Aim |
What follows is a listing to be transcribed exactly.

** Start Information given **

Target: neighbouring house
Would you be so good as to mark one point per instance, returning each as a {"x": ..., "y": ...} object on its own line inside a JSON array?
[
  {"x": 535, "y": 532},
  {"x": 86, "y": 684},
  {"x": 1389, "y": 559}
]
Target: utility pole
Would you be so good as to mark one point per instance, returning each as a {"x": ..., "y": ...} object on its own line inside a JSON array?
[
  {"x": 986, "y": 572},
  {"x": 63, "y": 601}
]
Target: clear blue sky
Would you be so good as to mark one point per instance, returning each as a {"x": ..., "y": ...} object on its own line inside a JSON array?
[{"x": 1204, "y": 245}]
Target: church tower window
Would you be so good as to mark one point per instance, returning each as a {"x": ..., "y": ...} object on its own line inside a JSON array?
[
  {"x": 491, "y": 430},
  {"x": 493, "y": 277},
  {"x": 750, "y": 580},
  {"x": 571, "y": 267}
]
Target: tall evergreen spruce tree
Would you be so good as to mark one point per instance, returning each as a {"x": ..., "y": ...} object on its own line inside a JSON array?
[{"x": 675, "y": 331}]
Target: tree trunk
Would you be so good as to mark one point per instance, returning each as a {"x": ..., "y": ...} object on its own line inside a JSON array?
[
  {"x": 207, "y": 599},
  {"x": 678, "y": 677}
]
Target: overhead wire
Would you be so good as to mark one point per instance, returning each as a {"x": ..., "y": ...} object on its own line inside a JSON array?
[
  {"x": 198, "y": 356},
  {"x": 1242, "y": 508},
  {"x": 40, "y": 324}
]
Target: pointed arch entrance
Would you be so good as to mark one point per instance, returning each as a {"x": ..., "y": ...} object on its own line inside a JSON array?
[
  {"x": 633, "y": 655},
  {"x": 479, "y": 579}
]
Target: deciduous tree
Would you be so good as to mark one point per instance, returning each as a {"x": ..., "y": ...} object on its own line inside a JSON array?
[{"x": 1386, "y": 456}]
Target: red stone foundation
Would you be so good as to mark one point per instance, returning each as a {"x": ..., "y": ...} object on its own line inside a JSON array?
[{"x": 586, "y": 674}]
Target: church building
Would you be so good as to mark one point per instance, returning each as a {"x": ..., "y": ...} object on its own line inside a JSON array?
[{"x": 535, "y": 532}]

** End Information given **

Response |
Target: neighbouring house
Would you be so good as to mark one point per instance, returning each as a {"x": ..., "y": ...} object on its own line inside a JSON array?
[
  {"x": 535, "y": 532},
  {"x": 86, "y": 684},
  {"x": 1389, "y": 559}
]
Target: utility pole
Would you be so good as to mark one point per instance, returning each as a {"x": ..., "y": ...} object on its own line inside a JSON array?
[
  {"x": 986, "y": 572},
  {"x": 63, "y": 601}
]
Target: clear blue sky
Would you be so good as to mark one point per instance, returning each as a {"x": ..., "y": ...} object on its own line inside a JSON array?
[{"x": 1204, "y": 245}]
Target: church tower window
Would you be so good as to mark one point per instance, returning each as a {"x": ..., "y": ...} object on its own line inside a JSON array?
[
  {"x": 491, "y": 430},
  {"x": 493, "y": 277},
  {"x": 750, "y": 580},
  {"x": 571, "y": 267}
]
Target: tall evergreen spruce tree
Would you be so good as to mark one point per instance, returning each as a {"x": ..., "y": ...} object on its own line inside a JSON array?
[{"x": 675, "y": 331}]
Target: tree trunk
Would you be so good as to mark one point per instance, returning each as a {"x": ..., "y": ...} object on its own line inside a JSON array?
[
  {"x": 207, "y": 599},
  {"x": 678, "y": 677}
]
Target: overhead wire
Would you be so good as to mark one point per instance, returning each as a {"x": ..., "y": ...} object on its own line inside a JSON array?
[
  {"x": 198, "y": 356},
  {"x": 1242, "y": 508},
  {"x": 40, "y": 324}
]
Target: pointed arch entrance
Would you be so good as to mark one point per instance, returning each as a {"x": ..., "y": ...} object on its own line inside a JSON array?
[
  {"x": 633, "y": 655},
  {"x": 479, "y": 579}
]
Target: deciduous tree
Would you be so good as to mark one point per instance, returning each as a {"x": ..., "y": ...} object on its own line inside a JSON array?
[{"x": 1386, "y": 456}]
Target: red stone foundation
Would you be so good as to mark one point per instance, returning each as a {"x": ..., "y": ...} object on its own line inside a JSON array?
[{"x": 586, "y": 674}]
Target: church building
Would you be so good as to mark one point per instance, returning each as a {"x": ..., "y": ...} object on its own line inside a JSON array?
[{"x": 535, "y": 532}]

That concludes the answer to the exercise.